_WHAT IS BEING ASKED:_ Rewrite every line from the one containing "Where can the pine" through the end of the listing, both ends included, requests and all. Scale each coordinate pair in the answers by 1.6 and round to whole numbers, with halves rounded up.

_RECORDS PROVIDED:_
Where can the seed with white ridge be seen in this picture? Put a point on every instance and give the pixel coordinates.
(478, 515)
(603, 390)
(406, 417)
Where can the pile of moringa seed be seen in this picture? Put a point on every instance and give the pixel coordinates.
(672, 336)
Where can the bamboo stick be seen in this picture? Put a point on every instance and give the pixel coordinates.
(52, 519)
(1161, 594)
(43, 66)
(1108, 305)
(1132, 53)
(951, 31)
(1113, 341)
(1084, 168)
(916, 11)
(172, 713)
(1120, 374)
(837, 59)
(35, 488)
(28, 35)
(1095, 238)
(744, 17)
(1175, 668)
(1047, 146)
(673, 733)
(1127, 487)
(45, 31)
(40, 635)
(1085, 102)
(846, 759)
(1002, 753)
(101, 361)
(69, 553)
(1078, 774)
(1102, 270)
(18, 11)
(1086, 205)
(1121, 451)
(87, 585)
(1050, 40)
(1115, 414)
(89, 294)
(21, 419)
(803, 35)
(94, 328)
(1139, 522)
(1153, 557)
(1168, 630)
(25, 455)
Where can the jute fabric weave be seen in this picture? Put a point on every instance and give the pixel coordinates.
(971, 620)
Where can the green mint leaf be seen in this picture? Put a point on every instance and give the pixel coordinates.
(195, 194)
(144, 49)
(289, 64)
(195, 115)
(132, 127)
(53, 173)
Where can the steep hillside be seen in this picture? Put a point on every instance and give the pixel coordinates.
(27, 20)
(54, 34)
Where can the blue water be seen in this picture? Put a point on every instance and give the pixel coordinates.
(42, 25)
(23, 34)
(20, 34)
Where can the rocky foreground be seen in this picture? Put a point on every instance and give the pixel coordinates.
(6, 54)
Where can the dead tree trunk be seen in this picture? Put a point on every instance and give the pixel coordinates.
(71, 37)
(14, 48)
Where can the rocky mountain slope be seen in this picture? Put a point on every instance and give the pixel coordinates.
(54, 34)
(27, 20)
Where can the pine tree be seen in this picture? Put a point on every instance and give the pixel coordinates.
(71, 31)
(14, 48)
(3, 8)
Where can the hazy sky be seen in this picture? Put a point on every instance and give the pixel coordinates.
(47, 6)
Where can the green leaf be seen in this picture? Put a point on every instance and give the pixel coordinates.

_SOLUTION:_
Where can the pine tree be seen in this picture? Put a point on every instance and give the pixel coordinates.
(114, 50)
(22, 77)
(5, 13)
Where can the hazy sky be seen in this picture? Put a point on every instance and give the pixel coordinates.
(75, 10)
Where can the green leaf be seen in this picture? Put a point on every instance and give the pixel coordinates.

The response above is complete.